[Skip to Navigation]
Invited Commentary
November 2015

The Utility of Unplanned Early Hospital Readmissions as a Health Care Quality Indicator

Author Affiliations
  • 1Department of Medicine and Epidemiology & Community Medicine, University of Ottawa, Ottawa, Ontario, Canada
  • 2Ottawa Hospital Research Institute, Ottawa, Ontario, Canada
JAMA Intern Med. 2015;175(11):1812-1814. doi:10.1001/jamainternmed.2015.4727

High-quality health care is an important goal for all societies. Most people would agree that societies should reward health care providers or organizations providing high-quality care while those whose care can improve should be actively encouraged to get better. Rewarding excellence and encouraging improvement requires the ability to measure health care quality.

# DATA TO EXAMINE
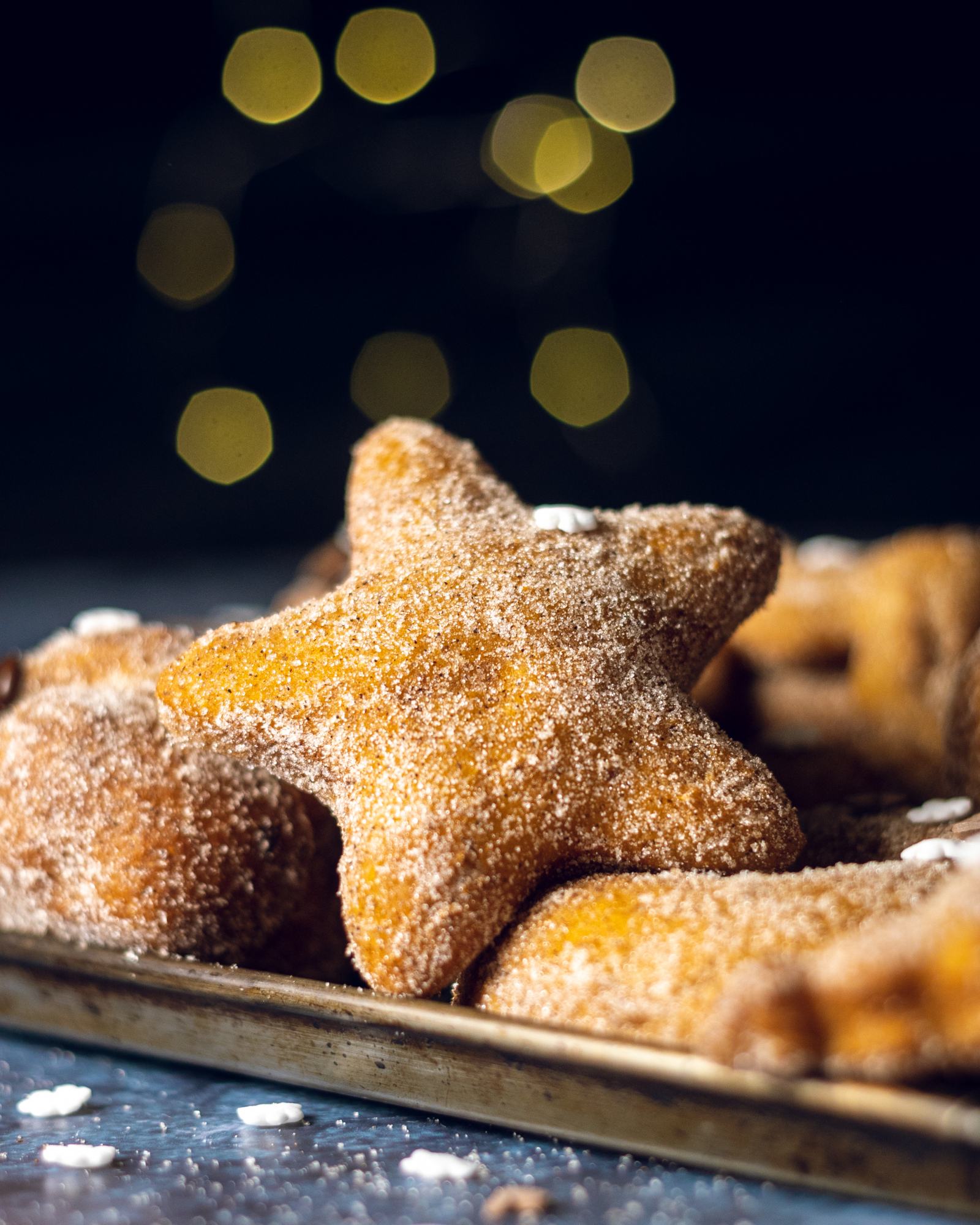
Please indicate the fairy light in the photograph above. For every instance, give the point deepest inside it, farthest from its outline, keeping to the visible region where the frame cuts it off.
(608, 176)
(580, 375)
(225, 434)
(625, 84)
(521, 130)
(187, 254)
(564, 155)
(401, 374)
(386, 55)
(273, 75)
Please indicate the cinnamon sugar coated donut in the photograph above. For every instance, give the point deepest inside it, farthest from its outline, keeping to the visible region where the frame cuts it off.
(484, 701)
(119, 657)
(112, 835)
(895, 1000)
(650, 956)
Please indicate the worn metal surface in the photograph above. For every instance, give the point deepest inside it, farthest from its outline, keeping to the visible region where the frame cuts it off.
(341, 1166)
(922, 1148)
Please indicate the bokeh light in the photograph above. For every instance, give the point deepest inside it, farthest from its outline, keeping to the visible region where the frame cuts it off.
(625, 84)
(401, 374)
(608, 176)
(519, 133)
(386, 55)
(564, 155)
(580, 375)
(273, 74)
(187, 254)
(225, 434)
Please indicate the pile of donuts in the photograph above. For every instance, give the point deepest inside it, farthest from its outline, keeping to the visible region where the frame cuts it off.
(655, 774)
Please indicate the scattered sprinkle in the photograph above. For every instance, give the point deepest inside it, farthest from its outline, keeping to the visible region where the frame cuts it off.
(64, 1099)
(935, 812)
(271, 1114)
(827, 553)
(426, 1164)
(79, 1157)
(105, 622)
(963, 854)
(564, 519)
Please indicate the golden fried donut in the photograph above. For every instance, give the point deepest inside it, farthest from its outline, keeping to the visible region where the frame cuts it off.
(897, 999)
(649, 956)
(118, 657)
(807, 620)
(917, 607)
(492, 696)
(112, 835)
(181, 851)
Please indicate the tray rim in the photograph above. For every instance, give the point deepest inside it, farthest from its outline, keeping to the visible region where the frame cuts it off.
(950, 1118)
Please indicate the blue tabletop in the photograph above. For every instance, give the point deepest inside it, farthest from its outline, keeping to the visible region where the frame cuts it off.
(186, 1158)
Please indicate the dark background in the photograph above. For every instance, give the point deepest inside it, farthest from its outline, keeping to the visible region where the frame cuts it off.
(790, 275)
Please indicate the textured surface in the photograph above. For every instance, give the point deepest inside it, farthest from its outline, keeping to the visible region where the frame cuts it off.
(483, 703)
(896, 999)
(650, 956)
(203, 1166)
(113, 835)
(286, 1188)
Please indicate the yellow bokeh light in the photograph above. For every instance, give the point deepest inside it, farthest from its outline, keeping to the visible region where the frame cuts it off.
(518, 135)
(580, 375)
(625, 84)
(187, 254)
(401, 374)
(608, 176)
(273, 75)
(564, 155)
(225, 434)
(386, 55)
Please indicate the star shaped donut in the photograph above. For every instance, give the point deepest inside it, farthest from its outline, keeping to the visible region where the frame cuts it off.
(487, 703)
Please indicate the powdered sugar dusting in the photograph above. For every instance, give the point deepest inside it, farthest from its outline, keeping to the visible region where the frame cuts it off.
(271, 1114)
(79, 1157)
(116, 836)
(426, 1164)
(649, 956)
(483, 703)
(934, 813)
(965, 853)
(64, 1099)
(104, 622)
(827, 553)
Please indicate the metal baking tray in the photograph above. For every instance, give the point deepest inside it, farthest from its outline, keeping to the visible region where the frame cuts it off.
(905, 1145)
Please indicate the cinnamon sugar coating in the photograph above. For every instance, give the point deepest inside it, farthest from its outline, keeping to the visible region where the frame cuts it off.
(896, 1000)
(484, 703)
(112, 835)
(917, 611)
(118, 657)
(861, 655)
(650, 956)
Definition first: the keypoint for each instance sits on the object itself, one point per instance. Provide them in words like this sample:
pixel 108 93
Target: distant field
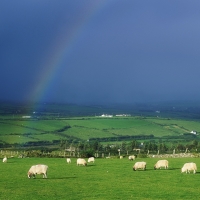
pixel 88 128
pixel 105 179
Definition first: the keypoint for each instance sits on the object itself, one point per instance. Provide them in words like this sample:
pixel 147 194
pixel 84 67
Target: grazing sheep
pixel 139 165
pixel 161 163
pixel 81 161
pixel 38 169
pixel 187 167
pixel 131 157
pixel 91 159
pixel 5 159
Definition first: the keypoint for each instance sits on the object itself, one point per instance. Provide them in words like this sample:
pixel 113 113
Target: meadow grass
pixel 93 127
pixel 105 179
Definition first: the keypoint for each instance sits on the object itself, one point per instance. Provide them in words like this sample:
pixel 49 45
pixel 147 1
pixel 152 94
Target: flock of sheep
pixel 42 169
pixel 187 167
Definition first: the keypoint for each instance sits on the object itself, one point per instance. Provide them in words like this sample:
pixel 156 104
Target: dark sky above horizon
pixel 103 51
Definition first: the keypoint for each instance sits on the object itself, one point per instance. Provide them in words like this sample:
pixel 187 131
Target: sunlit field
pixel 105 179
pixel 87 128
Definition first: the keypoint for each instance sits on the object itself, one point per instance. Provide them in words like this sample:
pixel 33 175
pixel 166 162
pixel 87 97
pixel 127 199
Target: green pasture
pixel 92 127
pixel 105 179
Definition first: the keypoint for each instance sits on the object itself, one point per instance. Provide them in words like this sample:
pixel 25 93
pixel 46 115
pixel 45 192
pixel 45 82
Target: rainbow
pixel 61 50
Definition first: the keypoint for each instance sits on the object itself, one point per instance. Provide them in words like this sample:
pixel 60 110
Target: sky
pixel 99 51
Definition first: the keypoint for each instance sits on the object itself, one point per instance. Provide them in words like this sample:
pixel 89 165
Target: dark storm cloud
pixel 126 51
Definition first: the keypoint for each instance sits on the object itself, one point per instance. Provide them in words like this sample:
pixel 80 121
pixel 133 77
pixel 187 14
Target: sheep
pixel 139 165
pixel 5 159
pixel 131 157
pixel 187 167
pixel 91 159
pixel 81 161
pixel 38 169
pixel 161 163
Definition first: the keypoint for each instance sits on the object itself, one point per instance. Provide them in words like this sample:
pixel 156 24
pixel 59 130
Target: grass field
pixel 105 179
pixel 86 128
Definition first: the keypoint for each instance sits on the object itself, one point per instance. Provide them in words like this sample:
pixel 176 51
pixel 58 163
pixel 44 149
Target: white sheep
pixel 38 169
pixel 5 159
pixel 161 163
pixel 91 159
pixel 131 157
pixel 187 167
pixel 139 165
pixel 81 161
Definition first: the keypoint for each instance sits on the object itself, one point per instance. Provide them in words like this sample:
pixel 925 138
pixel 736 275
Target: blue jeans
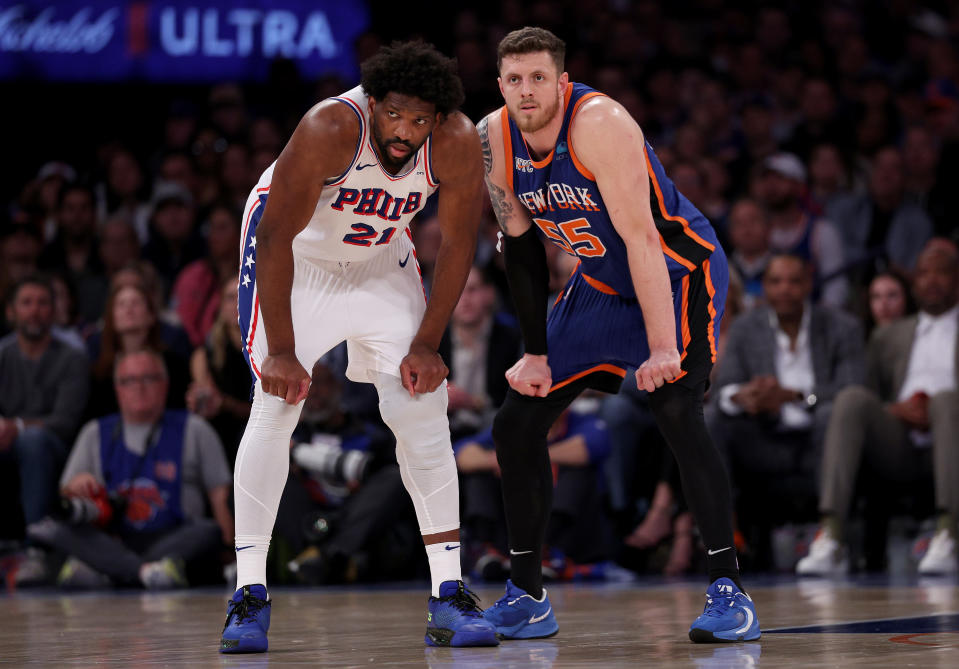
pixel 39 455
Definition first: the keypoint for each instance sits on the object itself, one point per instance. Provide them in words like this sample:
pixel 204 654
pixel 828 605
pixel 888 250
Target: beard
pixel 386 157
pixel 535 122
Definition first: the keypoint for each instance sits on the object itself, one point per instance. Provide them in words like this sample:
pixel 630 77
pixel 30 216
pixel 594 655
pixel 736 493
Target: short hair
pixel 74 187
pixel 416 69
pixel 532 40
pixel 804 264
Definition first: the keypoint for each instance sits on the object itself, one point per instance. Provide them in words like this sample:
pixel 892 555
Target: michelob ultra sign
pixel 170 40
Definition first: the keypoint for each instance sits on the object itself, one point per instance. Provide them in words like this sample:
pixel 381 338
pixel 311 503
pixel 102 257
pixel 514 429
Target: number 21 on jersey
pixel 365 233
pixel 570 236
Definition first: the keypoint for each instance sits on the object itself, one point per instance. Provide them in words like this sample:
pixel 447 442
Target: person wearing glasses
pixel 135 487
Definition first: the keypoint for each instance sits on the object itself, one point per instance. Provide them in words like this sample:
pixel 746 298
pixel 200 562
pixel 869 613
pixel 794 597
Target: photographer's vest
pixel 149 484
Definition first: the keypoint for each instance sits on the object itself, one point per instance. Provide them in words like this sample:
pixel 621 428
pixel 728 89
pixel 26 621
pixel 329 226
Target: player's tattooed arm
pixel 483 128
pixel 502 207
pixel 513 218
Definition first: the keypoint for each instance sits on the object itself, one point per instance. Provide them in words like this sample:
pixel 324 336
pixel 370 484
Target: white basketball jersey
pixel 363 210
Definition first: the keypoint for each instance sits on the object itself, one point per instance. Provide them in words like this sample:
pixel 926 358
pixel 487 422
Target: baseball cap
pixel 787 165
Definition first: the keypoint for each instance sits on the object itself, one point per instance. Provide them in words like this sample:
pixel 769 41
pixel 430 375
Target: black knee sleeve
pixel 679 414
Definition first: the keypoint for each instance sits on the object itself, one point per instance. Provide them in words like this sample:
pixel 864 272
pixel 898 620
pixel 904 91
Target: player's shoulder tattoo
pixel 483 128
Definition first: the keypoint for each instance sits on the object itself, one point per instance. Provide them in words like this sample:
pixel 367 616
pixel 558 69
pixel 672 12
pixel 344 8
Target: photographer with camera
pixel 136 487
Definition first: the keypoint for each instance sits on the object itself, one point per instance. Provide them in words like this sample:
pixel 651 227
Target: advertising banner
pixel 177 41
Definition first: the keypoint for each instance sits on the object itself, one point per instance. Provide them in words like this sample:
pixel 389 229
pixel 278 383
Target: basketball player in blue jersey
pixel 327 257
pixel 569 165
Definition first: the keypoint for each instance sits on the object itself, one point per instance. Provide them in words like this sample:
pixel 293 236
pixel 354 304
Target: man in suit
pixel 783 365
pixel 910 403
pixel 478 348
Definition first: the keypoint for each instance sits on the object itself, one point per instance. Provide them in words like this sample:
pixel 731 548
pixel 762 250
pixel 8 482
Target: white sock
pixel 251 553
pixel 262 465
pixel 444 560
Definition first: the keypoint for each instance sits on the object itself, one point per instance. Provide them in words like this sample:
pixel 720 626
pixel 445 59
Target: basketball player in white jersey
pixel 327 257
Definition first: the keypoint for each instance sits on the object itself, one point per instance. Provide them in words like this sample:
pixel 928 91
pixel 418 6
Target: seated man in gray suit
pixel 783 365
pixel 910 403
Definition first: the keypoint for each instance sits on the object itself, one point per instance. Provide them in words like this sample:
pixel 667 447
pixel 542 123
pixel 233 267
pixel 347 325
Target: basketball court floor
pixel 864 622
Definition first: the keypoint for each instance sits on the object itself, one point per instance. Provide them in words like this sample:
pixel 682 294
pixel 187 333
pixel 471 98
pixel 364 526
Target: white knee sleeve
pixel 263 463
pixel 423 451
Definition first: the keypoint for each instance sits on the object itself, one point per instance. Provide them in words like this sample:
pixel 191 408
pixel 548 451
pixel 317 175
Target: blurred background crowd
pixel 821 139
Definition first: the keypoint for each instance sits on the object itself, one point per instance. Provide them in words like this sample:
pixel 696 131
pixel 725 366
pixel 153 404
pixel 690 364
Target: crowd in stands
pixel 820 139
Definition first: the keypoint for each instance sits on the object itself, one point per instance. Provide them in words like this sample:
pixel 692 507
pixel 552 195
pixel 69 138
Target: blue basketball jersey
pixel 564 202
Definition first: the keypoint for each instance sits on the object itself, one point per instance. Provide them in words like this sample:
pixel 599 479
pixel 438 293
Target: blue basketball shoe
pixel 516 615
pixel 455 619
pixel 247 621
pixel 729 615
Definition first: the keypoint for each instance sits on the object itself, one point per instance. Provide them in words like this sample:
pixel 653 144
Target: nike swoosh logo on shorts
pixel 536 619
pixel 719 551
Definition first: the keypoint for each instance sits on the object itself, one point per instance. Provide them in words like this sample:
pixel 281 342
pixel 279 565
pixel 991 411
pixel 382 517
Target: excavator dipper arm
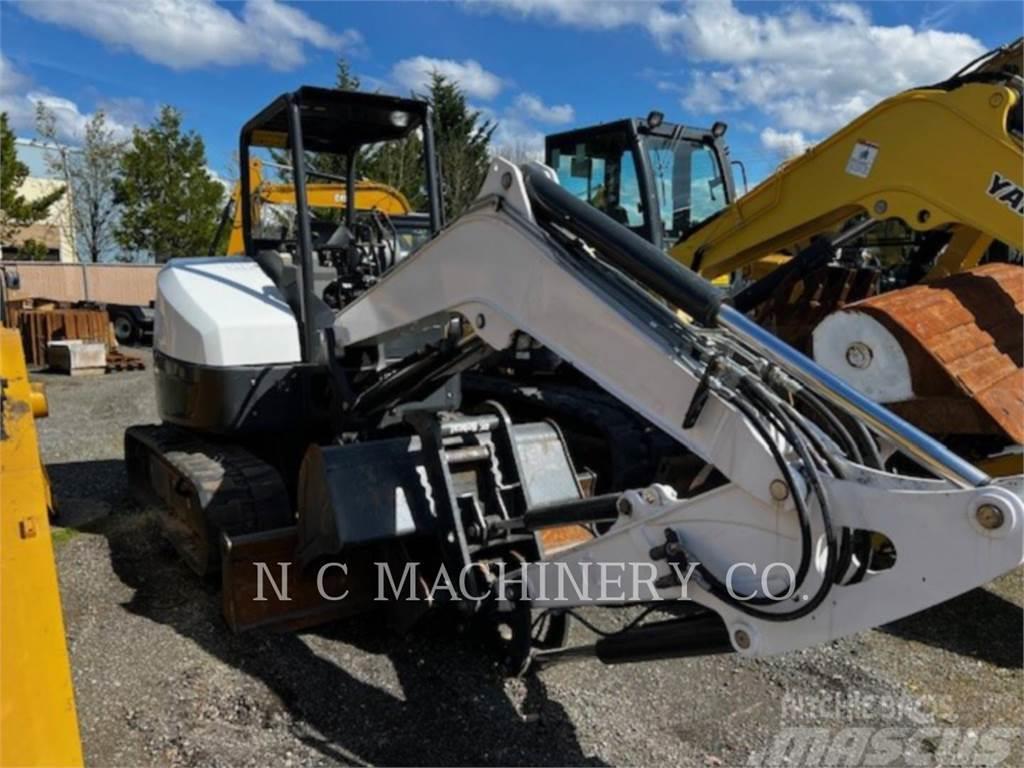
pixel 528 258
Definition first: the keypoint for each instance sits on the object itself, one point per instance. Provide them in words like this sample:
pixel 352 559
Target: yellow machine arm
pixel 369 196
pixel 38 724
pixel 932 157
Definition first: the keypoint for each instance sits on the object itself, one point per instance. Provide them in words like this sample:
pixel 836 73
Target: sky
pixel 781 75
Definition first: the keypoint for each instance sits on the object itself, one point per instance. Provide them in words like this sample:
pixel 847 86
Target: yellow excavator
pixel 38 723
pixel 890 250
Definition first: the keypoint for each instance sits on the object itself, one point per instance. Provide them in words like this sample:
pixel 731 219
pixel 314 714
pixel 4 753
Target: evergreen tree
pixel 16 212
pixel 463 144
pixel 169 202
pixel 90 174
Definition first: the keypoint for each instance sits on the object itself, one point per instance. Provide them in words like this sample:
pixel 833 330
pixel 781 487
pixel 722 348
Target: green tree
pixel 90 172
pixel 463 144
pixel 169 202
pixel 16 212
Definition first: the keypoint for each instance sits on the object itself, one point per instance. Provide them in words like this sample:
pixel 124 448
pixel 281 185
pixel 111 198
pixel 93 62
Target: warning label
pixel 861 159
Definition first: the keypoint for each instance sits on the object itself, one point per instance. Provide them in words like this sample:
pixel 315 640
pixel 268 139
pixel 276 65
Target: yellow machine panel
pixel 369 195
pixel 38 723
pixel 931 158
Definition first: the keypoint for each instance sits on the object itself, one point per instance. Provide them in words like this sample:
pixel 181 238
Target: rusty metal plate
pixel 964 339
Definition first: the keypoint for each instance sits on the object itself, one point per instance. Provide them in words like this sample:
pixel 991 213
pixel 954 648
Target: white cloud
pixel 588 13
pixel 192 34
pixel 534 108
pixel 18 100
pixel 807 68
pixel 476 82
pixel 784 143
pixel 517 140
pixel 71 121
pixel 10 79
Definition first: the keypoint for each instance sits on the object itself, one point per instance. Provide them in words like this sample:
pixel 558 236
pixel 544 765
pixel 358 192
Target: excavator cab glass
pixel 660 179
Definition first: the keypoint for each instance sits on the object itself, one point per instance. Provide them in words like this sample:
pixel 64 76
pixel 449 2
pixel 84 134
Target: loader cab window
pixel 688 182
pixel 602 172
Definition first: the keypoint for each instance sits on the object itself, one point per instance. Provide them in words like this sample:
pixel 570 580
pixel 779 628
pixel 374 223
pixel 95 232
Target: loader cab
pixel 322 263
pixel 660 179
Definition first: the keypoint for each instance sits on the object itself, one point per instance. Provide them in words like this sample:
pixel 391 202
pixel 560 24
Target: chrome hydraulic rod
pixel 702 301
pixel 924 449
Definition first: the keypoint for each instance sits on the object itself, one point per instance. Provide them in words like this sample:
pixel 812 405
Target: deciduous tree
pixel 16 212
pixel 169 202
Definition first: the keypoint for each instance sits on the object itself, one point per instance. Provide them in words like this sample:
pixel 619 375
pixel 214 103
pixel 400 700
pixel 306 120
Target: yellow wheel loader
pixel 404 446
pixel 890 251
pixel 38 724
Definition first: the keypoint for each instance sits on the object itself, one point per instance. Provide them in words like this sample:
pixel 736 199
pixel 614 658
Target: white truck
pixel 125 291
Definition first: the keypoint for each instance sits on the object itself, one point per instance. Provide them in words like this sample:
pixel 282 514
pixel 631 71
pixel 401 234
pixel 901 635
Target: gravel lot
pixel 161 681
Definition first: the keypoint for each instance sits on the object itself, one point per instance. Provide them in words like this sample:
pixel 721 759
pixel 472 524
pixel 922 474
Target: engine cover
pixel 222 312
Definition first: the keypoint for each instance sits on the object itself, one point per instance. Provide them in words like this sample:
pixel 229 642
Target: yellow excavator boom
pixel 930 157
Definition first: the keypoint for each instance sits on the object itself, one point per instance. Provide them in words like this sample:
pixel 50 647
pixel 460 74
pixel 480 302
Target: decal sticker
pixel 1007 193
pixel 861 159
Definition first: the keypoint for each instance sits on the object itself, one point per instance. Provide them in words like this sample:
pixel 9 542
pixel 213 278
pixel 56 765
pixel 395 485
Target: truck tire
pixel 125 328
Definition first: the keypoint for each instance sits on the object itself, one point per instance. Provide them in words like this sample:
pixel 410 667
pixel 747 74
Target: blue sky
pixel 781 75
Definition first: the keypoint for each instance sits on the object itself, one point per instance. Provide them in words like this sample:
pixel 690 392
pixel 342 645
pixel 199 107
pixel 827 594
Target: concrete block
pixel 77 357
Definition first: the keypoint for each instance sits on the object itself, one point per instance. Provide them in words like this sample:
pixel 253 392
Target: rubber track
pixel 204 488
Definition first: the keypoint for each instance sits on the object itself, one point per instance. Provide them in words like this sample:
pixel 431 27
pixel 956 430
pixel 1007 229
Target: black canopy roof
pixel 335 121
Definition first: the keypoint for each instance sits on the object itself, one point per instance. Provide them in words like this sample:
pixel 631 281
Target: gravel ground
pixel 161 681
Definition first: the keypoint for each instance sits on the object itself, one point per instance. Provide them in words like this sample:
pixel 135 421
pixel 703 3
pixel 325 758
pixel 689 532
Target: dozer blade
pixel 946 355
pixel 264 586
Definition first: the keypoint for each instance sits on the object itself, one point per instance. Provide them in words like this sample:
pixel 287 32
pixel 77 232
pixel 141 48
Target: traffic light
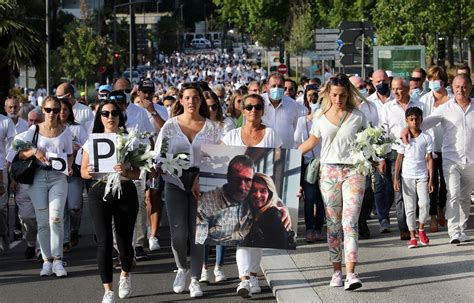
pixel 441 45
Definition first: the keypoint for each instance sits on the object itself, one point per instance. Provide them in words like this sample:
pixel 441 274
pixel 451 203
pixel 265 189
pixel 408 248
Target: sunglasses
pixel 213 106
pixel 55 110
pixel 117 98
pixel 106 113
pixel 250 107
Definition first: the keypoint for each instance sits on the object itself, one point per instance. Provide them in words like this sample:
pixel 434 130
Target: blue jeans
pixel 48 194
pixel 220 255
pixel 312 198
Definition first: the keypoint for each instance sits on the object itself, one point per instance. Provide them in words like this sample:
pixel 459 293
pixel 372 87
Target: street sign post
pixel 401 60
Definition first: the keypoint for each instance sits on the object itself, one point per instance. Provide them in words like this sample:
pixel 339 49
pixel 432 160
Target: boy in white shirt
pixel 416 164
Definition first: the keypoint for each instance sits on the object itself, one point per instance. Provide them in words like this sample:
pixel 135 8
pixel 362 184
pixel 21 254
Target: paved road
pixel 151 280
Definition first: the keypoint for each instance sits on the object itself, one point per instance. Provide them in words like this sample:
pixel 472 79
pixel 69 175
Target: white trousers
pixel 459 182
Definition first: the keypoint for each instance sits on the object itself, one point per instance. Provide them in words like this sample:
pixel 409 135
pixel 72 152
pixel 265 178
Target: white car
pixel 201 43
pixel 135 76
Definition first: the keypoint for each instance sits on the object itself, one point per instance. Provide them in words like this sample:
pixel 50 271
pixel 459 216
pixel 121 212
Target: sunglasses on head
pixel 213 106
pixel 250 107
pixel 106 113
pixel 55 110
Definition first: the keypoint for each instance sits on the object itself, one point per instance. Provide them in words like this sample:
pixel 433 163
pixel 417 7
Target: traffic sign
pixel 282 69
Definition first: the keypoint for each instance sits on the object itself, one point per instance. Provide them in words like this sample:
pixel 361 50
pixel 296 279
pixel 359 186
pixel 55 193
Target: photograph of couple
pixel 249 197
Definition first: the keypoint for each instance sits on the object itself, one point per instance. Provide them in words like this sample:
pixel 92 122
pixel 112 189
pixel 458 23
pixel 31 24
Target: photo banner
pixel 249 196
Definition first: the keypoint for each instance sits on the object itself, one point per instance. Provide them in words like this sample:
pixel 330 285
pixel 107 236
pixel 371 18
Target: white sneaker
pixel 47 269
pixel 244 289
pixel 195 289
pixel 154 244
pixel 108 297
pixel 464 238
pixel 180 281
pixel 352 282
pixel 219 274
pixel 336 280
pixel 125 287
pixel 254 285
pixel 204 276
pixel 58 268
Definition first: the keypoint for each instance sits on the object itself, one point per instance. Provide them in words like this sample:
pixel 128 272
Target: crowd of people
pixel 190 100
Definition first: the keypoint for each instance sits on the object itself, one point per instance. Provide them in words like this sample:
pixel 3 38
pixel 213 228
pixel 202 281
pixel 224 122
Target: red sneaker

# THE PROBLEM
Transcribe the readmissions commentary verbatim from "High-quality health care" up to and including "health care quality.". Rely solely on the readmissions commentary for what follows.

# RESULT FOR THIS TASK
High-quality health care is an important goal for all societies. Most people would agree that societies should reward health care providers or organizations providing high-quality care while those whose care can improve should be actively encouraged to get better. Rewarding excellence and encouraging improvement requires the ability to measure health care quality.